Text provided →
+++

Tuesday, July 6, 2010

What happens when the rich get richer

To the three people or so who read this blog, I regret that it has been so long since I've posted. I've been really busy rewriting one of my novels. And other stuff has been happening in my life. Posting may be infrequent here for a while.

Here's an interesting article by Robert Reich over at The Nation. Reich argues that the main cause of the Great Recession wasn't the unregulated mess on Wall Street. It was the fact that a very small percentage of the population has monopolized a huge percentage of economic resources.

Consider: in 1928 the richest 1 percent of Americans received 23.9 percent of the nation's total income. After that, the share going to the richest 1 percent steadily declined. New Deal reforms, followed by World War II, the GI Bill and the Great Society expanded the circle of prosperity. By the late 1970s the top 1 percent raked in only 8 to 9 percent of America's total annual income. But after that, inequality began to widen again, and income reconcentrated at the top. By 2007 the richest 1 percent were back to where they were in 1928—with 23.5 percent of the total.

Each of America's two biggest economic crashes occurred in the year immediately following these twin peaks—in 1929 and 2008. This is no mere coincidence. When most of the gains from economic growth go to a small sliver of Americans at the top, the rest don't have enough purchasing power to buy what the economy is capable of producing. America's median wage, adjusted for inflation, has barely budged for decades. Between 2000 and 2007 it actually dropped. Under these circumstances the only way the middle class can boost its purchasing power is to borrow, as it did with gusto. As housing prices rose, Americans turned their homes into ATMs. But such borrowing has its limits. When the debt bubble finally burst, vast numbers of people couldn't pay their bills, and banks couldn't collect.

+++

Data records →
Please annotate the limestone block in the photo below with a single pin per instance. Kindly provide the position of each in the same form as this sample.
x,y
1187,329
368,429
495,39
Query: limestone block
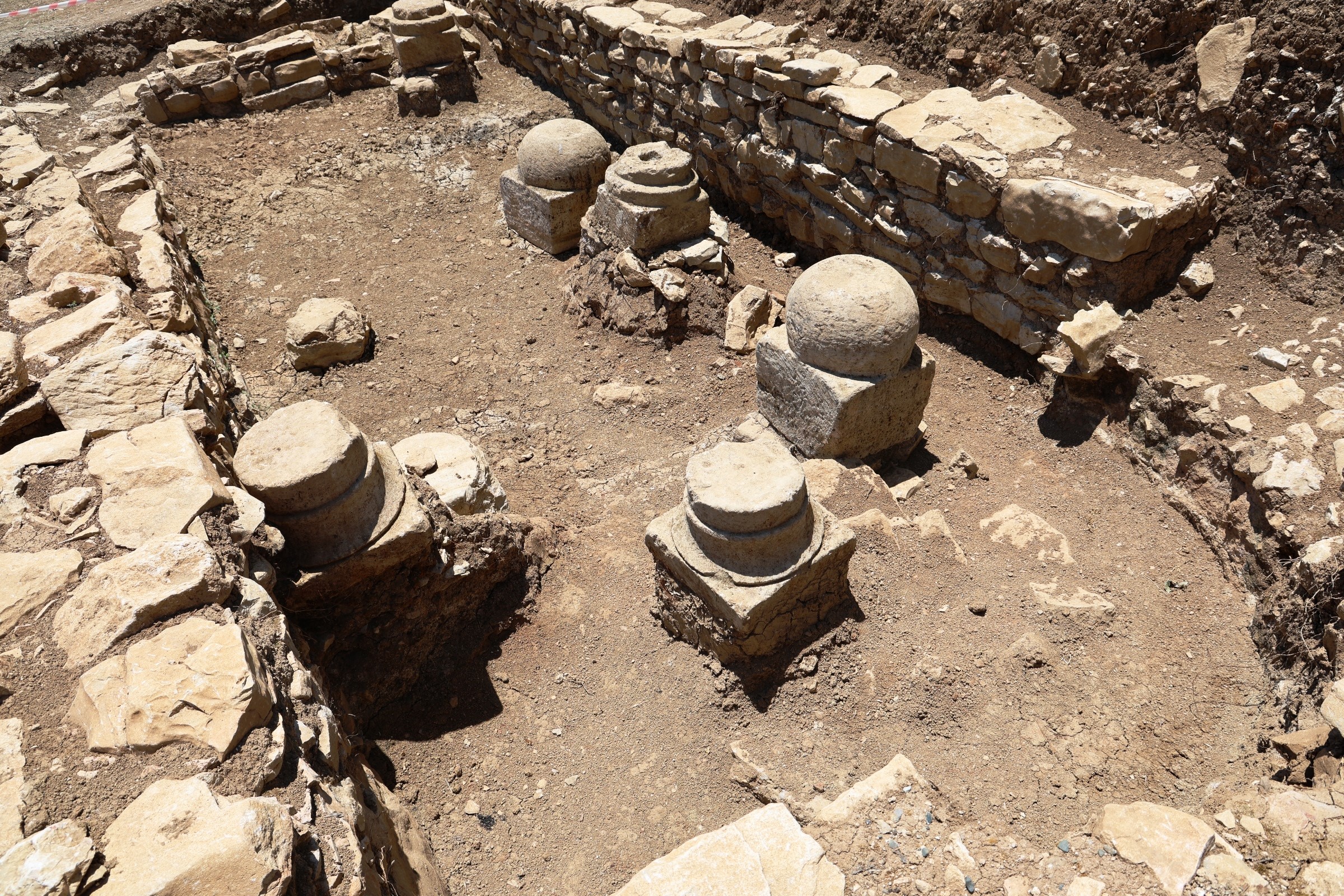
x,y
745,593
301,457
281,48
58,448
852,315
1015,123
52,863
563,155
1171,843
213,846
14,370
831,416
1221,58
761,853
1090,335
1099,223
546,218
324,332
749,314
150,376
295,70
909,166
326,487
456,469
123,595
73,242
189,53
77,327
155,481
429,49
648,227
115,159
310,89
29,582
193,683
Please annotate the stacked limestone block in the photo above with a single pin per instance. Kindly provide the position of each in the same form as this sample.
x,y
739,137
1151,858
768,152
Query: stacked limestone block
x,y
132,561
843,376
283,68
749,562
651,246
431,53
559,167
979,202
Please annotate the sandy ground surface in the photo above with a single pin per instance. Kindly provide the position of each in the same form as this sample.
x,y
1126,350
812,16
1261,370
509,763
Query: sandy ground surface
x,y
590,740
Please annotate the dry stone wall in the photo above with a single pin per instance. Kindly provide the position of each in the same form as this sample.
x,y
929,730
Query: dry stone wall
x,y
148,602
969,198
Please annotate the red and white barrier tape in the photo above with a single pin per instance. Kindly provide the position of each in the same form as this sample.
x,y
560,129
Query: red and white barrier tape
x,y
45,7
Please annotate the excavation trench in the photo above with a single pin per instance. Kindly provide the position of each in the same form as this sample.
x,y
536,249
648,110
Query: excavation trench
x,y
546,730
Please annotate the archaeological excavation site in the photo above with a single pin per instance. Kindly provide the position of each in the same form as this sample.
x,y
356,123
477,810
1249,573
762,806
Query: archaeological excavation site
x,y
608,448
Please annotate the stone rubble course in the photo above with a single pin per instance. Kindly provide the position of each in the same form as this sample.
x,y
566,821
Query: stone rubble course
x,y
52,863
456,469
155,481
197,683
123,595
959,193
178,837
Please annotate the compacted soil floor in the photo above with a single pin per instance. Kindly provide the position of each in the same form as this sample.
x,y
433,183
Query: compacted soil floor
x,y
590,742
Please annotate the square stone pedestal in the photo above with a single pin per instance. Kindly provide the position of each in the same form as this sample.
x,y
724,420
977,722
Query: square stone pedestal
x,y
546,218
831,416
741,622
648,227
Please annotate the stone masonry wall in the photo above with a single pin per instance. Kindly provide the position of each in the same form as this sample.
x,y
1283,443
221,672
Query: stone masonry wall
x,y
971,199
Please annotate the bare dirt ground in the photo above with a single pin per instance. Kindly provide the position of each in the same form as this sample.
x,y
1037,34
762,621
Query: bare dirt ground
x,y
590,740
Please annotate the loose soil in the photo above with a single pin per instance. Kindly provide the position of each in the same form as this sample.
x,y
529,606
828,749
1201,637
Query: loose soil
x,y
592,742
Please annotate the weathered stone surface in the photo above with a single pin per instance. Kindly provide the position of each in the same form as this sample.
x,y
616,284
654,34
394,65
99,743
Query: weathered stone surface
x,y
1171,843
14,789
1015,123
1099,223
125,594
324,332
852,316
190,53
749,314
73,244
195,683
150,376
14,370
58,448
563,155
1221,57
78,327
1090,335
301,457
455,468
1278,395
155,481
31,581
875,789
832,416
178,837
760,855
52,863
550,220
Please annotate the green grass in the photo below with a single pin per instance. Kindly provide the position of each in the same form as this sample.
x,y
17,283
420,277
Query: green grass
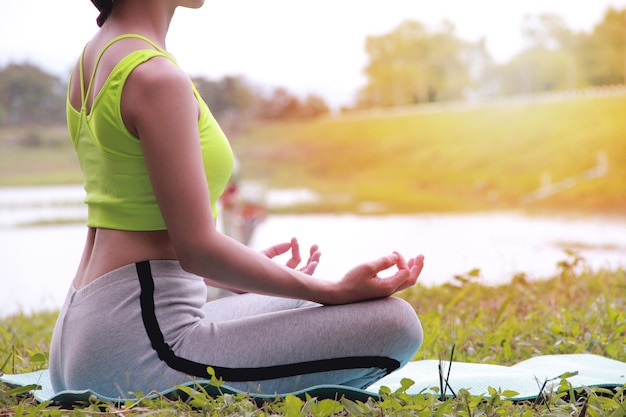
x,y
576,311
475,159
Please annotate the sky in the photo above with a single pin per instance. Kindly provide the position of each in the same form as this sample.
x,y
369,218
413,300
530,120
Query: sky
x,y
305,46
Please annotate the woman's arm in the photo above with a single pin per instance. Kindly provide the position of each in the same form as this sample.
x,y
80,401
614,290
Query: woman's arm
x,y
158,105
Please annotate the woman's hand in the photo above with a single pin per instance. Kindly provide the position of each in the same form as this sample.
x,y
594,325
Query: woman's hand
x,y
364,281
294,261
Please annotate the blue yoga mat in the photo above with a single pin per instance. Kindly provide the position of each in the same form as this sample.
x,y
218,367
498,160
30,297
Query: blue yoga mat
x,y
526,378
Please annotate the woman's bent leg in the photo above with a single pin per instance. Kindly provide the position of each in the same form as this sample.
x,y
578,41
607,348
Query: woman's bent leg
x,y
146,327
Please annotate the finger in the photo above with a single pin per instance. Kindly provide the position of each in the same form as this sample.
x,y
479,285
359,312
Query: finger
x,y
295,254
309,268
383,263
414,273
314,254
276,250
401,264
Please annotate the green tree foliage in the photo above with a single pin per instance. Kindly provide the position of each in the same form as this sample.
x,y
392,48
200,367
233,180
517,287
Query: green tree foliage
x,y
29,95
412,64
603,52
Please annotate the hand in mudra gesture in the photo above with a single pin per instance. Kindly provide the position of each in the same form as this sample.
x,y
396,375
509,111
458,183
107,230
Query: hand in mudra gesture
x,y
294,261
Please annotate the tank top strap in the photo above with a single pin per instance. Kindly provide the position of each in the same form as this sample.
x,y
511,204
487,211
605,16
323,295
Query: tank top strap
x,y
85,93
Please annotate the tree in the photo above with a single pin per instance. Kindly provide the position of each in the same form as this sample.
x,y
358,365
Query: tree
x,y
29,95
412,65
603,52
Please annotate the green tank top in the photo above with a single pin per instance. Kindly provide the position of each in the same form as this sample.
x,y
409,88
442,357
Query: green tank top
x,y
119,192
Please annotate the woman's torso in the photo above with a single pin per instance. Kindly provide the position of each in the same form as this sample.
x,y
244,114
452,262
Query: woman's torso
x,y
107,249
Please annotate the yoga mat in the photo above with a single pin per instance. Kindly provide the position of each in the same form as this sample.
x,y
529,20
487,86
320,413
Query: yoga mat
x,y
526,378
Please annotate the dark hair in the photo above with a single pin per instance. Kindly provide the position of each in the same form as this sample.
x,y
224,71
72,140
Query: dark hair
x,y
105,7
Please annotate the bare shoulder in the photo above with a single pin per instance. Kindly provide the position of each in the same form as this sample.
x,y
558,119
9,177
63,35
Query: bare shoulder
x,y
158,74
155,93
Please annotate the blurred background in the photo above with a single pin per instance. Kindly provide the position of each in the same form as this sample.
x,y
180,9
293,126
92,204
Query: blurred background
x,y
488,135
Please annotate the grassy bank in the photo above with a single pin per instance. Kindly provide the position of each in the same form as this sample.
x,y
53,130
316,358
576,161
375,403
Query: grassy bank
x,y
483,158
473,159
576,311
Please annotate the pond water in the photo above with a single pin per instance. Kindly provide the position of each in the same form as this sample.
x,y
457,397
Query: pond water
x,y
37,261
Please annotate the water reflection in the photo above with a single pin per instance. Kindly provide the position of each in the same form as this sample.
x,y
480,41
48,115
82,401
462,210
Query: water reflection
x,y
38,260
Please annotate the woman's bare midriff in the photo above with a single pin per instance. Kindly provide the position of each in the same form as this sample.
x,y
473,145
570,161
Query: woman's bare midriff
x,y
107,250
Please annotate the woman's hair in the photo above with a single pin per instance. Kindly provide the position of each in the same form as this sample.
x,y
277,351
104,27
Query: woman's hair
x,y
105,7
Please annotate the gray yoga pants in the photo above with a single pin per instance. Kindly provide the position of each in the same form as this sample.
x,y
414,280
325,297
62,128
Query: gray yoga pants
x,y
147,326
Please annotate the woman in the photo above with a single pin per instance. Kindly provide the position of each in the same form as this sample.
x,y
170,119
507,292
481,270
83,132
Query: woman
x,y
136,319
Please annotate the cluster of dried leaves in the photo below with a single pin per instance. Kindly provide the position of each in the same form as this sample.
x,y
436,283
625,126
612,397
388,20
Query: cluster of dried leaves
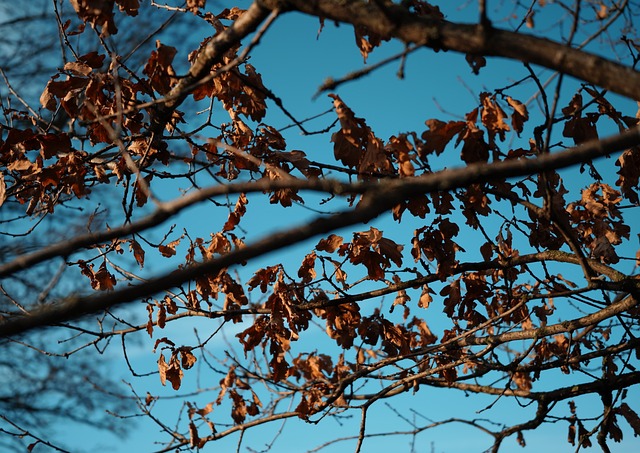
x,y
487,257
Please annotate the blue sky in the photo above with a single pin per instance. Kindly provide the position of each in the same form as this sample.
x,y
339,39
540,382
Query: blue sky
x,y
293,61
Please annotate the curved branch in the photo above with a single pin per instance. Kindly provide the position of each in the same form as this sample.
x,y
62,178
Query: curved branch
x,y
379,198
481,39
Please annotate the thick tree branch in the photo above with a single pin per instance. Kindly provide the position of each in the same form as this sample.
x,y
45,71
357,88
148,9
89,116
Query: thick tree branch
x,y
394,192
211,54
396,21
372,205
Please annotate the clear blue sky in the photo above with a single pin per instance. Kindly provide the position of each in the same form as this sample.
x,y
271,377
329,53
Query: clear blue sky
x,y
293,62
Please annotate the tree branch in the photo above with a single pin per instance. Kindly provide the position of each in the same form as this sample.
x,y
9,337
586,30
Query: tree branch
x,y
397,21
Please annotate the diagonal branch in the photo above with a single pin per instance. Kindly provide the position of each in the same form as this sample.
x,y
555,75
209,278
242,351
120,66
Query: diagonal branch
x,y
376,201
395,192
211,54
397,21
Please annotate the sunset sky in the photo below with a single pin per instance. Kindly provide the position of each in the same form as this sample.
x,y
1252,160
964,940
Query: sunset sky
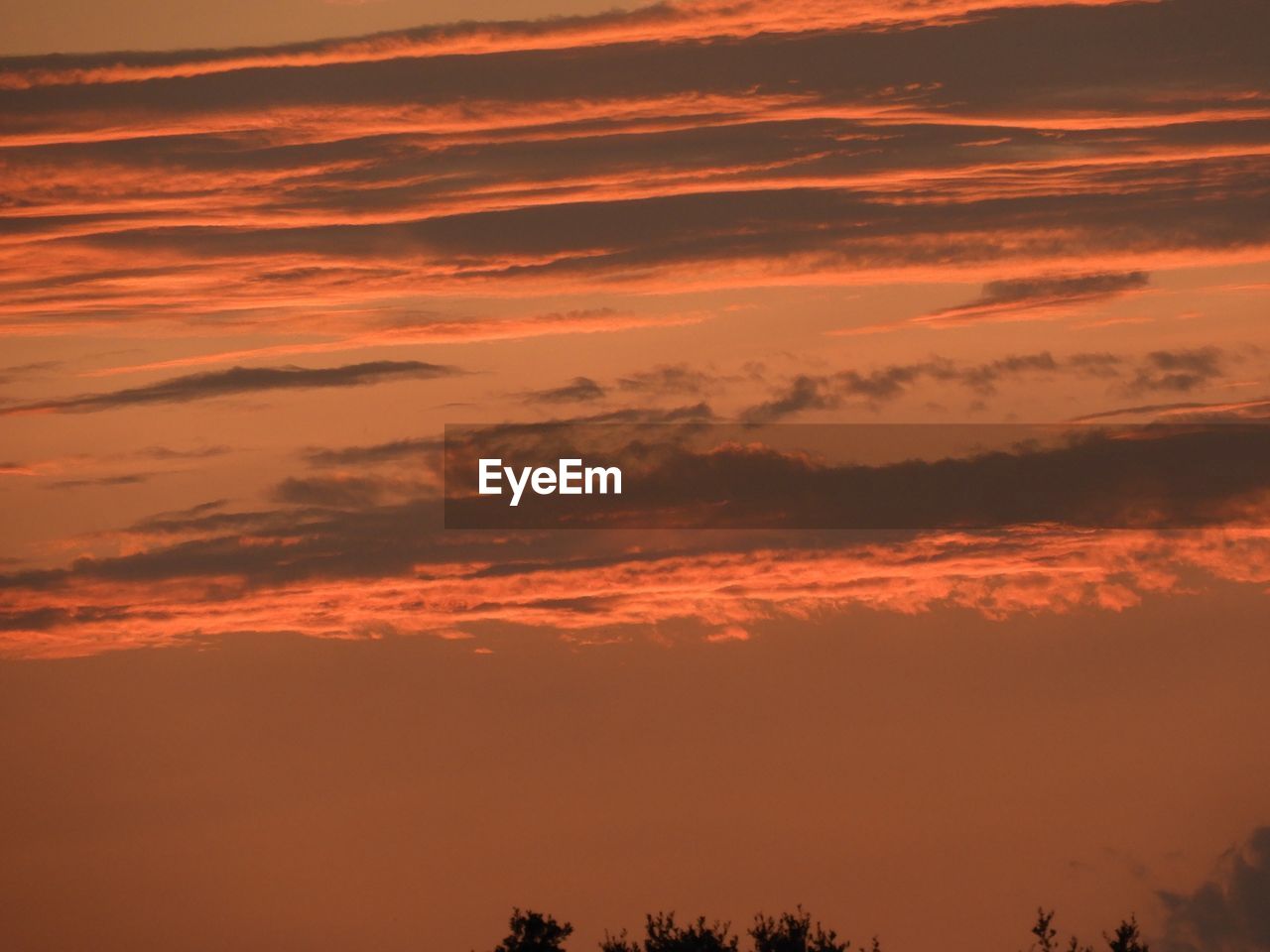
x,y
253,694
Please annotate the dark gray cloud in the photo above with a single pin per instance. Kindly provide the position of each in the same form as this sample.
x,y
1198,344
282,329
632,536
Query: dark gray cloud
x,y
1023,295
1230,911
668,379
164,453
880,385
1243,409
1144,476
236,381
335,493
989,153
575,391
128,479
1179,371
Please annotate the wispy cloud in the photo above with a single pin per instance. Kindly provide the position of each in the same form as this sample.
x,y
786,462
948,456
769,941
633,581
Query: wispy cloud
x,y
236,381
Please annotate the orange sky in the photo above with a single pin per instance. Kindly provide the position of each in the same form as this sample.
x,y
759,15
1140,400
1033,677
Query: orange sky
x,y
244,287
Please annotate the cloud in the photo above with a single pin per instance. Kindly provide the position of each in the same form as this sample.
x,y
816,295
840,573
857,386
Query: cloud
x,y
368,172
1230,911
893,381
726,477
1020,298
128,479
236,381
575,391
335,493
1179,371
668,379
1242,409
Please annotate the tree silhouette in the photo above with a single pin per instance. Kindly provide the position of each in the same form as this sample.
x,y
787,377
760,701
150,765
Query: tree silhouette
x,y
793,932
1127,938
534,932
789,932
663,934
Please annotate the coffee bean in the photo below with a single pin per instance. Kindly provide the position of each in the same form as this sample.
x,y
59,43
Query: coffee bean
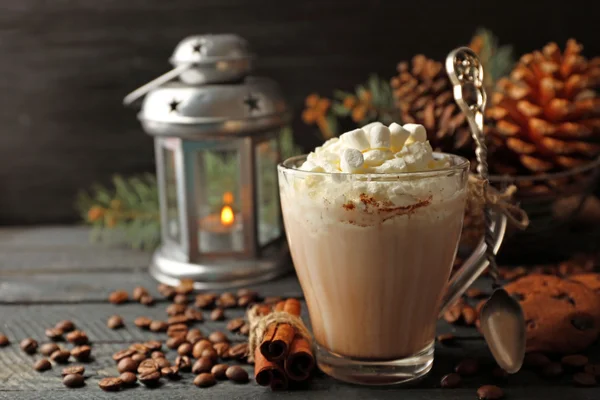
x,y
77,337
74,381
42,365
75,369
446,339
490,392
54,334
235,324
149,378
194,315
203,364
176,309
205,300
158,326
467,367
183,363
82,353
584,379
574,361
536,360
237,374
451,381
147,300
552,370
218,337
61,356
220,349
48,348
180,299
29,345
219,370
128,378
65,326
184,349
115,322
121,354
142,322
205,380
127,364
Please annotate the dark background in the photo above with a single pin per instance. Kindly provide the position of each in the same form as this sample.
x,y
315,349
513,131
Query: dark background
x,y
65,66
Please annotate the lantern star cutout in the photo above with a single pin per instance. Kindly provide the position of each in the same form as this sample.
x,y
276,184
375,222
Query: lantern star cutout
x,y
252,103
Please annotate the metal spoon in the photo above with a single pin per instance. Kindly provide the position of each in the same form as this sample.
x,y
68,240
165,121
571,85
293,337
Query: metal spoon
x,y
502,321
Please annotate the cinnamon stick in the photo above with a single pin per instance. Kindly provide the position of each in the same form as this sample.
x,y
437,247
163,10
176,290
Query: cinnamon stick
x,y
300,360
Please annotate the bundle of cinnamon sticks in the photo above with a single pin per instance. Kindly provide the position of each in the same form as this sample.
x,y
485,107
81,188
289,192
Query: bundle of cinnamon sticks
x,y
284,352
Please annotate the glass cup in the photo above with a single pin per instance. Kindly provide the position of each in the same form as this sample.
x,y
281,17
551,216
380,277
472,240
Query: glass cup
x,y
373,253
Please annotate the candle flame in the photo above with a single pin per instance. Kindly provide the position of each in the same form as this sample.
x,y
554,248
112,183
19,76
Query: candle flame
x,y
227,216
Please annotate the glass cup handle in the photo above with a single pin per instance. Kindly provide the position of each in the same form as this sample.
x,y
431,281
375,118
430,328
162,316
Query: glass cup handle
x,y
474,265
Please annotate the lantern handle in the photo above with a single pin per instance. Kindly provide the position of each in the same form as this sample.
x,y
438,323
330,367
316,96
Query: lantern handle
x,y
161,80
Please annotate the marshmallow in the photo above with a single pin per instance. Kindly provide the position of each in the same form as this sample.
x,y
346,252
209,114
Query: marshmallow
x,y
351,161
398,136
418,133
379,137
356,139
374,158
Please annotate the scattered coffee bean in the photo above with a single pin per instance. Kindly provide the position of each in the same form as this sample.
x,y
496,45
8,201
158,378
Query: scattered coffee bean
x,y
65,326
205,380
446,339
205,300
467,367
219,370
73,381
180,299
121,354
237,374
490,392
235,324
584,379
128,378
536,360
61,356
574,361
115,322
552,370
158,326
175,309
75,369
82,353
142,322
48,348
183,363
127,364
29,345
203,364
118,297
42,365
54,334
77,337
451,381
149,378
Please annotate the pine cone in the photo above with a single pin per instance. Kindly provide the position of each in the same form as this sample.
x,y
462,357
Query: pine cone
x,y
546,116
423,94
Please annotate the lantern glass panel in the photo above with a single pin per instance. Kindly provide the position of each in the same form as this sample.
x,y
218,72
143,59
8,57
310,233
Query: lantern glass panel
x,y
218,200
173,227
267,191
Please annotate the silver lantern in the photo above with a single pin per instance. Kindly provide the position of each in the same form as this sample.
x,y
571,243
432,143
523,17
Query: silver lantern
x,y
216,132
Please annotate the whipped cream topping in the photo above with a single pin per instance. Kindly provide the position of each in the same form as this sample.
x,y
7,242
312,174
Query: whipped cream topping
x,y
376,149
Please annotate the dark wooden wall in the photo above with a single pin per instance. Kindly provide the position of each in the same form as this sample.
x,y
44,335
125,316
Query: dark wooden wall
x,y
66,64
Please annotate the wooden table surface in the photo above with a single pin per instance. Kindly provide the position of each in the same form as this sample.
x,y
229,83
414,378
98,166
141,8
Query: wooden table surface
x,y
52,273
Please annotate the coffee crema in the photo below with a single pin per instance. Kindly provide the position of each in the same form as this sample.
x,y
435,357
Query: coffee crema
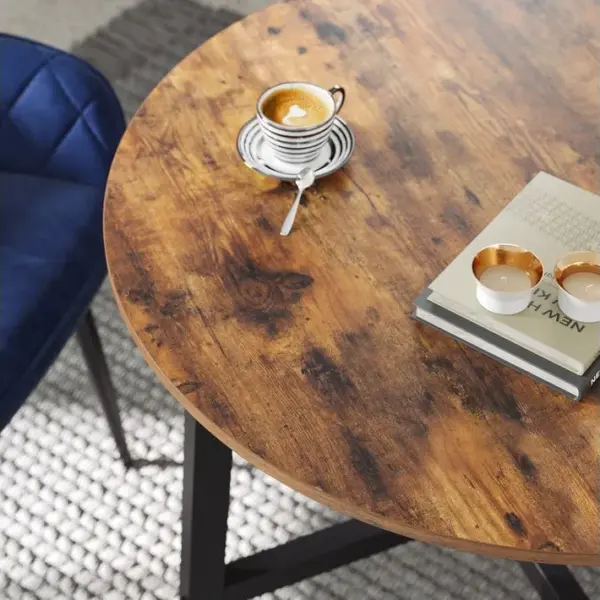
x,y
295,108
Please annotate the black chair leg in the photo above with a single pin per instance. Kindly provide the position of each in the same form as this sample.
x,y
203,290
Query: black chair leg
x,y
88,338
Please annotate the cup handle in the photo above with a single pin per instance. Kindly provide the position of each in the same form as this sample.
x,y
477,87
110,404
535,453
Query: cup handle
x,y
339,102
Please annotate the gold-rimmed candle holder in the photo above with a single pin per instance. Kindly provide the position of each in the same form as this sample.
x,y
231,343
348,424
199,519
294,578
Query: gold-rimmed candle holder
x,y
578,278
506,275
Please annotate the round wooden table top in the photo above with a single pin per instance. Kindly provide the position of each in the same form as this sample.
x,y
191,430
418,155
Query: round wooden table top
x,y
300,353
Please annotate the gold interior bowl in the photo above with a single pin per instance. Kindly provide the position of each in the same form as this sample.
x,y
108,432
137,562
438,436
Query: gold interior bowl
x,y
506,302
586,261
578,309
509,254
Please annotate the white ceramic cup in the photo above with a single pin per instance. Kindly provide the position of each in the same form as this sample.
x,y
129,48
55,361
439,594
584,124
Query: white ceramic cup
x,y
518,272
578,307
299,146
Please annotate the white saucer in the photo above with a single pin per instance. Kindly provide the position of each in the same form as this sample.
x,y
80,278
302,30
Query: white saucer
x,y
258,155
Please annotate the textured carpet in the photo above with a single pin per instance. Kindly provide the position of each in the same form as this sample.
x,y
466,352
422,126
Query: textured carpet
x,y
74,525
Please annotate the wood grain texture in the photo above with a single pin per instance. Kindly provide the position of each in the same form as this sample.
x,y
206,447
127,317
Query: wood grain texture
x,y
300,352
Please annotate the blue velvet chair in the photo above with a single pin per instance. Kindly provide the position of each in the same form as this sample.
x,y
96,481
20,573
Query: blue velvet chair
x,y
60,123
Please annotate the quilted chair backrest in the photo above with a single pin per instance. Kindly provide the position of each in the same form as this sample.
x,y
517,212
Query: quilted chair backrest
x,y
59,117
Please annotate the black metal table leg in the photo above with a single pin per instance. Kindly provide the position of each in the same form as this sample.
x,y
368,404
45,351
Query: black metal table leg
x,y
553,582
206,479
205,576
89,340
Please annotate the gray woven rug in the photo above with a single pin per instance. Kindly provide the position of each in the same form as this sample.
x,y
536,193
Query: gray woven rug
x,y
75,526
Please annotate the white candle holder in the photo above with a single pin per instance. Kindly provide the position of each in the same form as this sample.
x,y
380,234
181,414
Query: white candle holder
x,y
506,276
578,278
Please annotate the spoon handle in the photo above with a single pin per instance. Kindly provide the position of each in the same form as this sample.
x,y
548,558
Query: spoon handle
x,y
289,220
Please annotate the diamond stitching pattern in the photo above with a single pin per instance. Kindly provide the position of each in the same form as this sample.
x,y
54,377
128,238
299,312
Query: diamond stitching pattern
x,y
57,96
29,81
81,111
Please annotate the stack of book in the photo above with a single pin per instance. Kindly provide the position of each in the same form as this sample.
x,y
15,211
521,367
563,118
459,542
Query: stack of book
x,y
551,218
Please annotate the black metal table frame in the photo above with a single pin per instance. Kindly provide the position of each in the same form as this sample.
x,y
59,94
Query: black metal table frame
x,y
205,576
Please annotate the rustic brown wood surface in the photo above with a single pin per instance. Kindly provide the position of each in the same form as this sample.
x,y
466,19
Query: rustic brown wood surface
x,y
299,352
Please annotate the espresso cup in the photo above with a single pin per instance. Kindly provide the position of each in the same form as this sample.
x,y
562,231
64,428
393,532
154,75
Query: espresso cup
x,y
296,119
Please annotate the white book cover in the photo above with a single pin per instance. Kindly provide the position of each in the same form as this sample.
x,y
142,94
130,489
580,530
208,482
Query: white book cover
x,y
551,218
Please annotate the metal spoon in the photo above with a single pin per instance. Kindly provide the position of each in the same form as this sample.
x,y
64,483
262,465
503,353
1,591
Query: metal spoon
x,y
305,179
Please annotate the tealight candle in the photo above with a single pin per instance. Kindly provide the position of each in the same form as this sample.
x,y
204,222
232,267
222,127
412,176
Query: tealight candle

+++

Your tasks →
[1] Do the following statements agree with the blog post on income inequality? Answer yes or no for each, and quote the deciding words from the post. (a) In 1928 the richest 1 percent of Americans received 23.9 percent of the nation's total income. (b) America's median wage rose between 2000 and 2007. (c) Reich argues that the main cause of the Great Recession was the unregulated mess on Wall Street.
[2] Reproduce a passage of the blog post on income inequality word for word. Begin at the words "Here's an interesting" and stop after "of economic resources.".
[3] Carry on writing the blog post on income inequality, starting after its final sentence.

Answers for the exercise →
[1]
(a) Yes: "in 1928 the richest 1 percent of Americans received 23.9 percent of the nation's total income"
(b) No: "Between 2000 and 2007 it actually dropped."
(c) No: "Reich argues that the main cause of the Great Recession wasn't the unregulated mess on Wall Street."

[2]
Here's an interesting article by Robert Reich over at The Nation. Reich argues that the main cause of the Great Recession wasn't the unregulated mess on Wall Street. It was the fact that a very small percentage of the population has monopolized a huge percentage of economic resources.

[3]
Reich thinks that we as a nation will find a way to change this, because we can't survive if we don't:
None of us can thrive in a nation divided between a small number of people receiving an ever larger share of the nation's income and wealth, and everyone else receiving a declining share. The lopsidedness not only diminishes economic growth but also tears at the social fabric of our society. The most fortunate among us who have reached the pinnacles of economic power and success depend on a stable economic and political system. That stability rests on the public's trust that the system operates in the interest of us all. Any loss of such trust threatens the well-being of everyone. We will choose reform, I believe, because we are a sensible nation, and reform is the only sensible option we have.

I hope he's right.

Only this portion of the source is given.